Provided material =
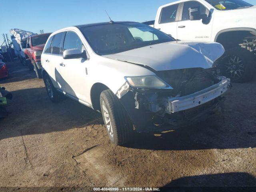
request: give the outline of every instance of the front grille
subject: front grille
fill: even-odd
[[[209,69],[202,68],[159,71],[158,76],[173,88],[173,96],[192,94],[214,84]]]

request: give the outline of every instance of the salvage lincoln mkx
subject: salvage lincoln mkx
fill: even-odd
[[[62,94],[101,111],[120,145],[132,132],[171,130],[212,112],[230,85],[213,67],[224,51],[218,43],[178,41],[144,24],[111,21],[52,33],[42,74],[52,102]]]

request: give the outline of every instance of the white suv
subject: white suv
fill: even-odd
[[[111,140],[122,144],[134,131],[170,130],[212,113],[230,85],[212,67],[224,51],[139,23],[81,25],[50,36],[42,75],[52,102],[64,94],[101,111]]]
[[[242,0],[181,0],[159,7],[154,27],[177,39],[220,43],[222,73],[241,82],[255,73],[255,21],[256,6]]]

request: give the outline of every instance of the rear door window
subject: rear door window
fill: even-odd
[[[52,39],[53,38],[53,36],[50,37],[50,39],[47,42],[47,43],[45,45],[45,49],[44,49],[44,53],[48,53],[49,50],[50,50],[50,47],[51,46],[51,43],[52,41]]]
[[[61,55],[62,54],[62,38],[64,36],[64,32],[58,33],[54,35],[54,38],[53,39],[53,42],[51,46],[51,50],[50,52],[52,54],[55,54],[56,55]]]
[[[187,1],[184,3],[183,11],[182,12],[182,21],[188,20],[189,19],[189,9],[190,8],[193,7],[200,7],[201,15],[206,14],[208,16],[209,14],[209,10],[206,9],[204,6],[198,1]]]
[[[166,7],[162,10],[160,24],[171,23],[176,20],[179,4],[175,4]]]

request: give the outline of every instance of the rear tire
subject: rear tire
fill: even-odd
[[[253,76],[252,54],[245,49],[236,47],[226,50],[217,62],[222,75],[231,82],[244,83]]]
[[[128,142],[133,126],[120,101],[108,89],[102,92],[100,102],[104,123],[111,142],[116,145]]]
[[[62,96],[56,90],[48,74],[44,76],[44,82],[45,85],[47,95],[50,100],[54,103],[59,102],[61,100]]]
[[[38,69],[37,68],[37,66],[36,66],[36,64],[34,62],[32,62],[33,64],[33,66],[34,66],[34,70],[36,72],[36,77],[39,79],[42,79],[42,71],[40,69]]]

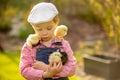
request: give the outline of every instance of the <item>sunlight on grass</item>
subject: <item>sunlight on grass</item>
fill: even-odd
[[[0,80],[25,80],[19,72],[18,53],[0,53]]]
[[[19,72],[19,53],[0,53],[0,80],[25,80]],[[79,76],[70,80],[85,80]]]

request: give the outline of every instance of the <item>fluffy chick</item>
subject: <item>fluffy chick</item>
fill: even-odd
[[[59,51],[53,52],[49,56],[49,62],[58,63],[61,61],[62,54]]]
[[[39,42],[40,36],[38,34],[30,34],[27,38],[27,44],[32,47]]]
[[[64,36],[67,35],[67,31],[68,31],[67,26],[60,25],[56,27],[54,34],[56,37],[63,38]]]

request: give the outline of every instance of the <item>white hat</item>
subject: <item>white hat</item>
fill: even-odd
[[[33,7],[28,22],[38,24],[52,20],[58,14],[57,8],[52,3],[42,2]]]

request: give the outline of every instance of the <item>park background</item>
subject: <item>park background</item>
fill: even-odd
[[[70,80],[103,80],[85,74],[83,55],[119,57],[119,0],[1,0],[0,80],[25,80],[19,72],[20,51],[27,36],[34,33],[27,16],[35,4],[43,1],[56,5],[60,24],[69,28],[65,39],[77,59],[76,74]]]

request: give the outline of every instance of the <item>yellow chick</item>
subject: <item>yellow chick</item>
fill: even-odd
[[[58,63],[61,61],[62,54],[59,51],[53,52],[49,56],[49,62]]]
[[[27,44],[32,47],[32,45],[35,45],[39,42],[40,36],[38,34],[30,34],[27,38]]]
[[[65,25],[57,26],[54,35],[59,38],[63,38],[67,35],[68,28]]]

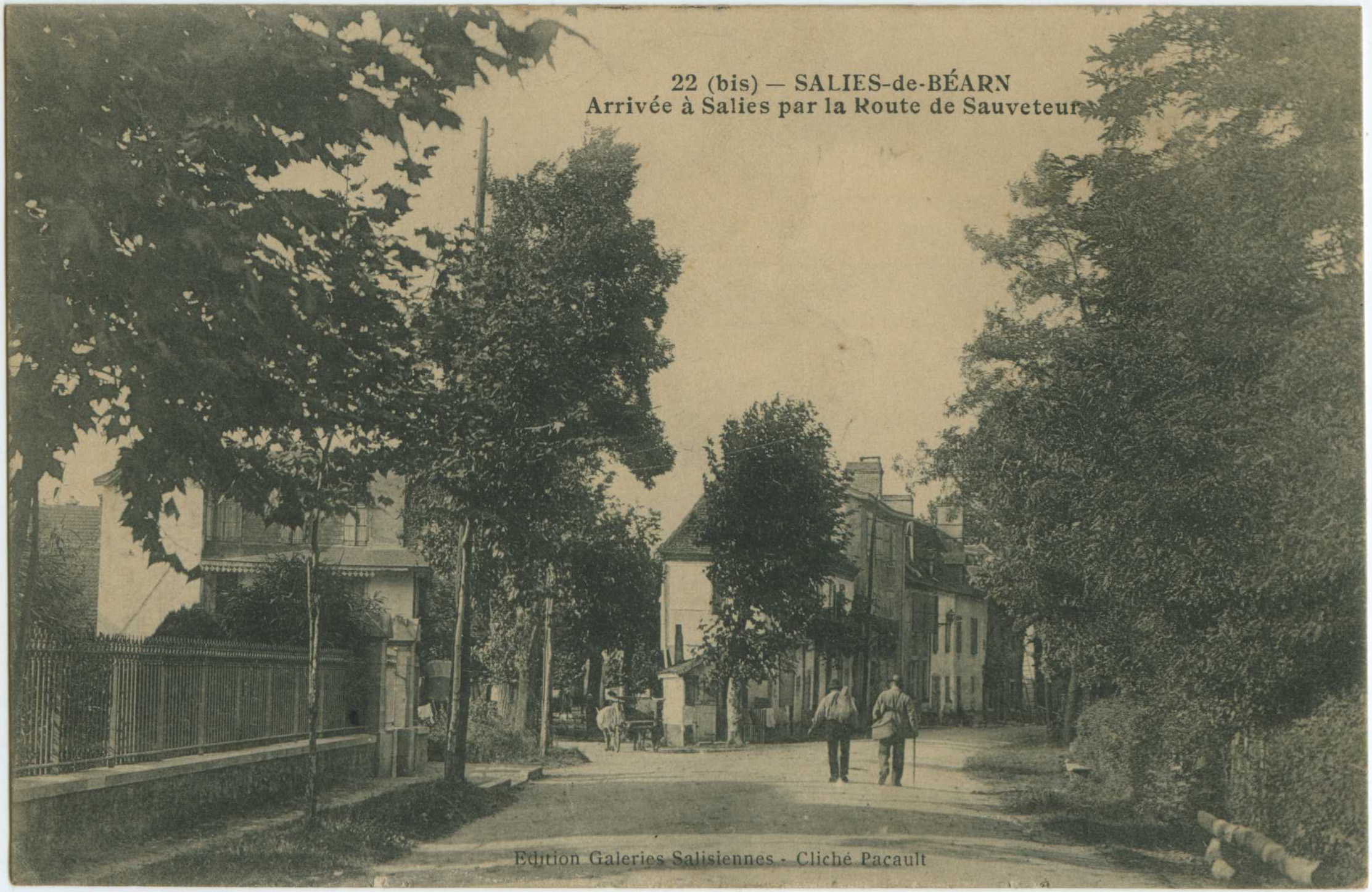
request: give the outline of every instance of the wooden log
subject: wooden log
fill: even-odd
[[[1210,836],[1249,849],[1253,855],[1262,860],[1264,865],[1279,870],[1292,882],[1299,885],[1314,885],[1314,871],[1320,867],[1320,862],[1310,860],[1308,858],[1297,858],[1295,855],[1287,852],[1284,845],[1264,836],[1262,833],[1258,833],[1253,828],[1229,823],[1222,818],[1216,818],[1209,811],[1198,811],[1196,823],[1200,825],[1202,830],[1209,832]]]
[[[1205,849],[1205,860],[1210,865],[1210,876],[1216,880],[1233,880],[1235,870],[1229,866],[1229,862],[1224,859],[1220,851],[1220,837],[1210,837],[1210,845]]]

==

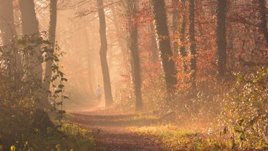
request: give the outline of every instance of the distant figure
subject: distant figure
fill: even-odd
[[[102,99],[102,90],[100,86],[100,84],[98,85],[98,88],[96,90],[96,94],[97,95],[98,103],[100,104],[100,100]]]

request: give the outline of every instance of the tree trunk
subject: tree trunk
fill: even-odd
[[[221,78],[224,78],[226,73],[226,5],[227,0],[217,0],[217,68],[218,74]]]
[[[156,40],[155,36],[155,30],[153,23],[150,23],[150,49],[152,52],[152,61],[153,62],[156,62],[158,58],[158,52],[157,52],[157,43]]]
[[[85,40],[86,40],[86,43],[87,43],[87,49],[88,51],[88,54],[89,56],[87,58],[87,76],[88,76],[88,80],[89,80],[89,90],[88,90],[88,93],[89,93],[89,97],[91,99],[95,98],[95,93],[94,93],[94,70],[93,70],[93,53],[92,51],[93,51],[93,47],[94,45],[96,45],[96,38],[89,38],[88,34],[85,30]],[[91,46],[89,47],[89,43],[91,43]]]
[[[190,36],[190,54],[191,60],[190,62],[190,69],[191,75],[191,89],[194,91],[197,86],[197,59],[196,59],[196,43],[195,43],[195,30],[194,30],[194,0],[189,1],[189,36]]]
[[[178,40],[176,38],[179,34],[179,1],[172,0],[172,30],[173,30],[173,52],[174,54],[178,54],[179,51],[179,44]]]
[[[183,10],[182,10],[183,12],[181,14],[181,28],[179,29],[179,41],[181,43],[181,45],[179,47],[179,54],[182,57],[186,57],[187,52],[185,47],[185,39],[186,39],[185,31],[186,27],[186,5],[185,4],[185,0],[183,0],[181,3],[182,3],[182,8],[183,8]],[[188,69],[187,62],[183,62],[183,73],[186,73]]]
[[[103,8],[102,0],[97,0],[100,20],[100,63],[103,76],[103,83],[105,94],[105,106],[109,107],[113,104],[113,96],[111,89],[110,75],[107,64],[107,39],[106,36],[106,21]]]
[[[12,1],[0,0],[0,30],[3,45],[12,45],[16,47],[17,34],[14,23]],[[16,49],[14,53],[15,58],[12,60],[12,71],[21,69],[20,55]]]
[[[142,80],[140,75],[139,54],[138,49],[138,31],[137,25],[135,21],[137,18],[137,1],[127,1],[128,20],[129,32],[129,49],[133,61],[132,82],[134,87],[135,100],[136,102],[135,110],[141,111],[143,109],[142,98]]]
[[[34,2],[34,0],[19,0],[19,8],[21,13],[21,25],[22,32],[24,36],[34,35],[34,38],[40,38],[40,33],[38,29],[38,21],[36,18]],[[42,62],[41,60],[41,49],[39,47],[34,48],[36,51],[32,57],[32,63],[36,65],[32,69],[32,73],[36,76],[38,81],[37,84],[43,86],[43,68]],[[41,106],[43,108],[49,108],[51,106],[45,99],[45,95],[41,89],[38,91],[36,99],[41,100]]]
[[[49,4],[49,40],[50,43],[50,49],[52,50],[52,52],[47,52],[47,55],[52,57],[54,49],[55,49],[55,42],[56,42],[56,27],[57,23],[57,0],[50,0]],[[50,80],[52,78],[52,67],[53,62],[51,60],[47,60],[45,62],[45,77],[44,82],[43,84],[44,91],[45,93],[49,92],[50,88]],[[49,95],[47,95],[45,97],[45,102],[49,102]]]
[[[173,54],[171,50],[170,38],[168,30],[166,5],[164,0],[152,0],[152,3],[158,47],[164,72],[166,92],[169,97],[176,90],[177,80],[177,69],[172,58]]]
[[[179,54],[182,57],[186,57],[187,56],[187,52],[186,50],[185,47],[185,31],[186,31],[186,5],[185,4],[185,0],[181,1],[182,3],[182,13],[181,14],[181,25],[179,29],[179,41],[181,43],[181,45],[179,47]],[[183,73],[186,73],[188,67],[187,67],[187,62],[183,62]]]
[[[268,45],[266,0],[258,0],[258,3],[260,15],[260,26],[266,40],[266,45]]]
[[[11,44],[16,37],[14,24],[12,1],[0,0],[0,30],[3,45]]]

Given task = Copy out every line in the rows above that contains the word "sunlight". Treat uppercase and lowercase as different.

Exercise answer =
request: give the outline of every instance of the <item>sunlight on grass</item>
subject: <item>sunlight on grass</item>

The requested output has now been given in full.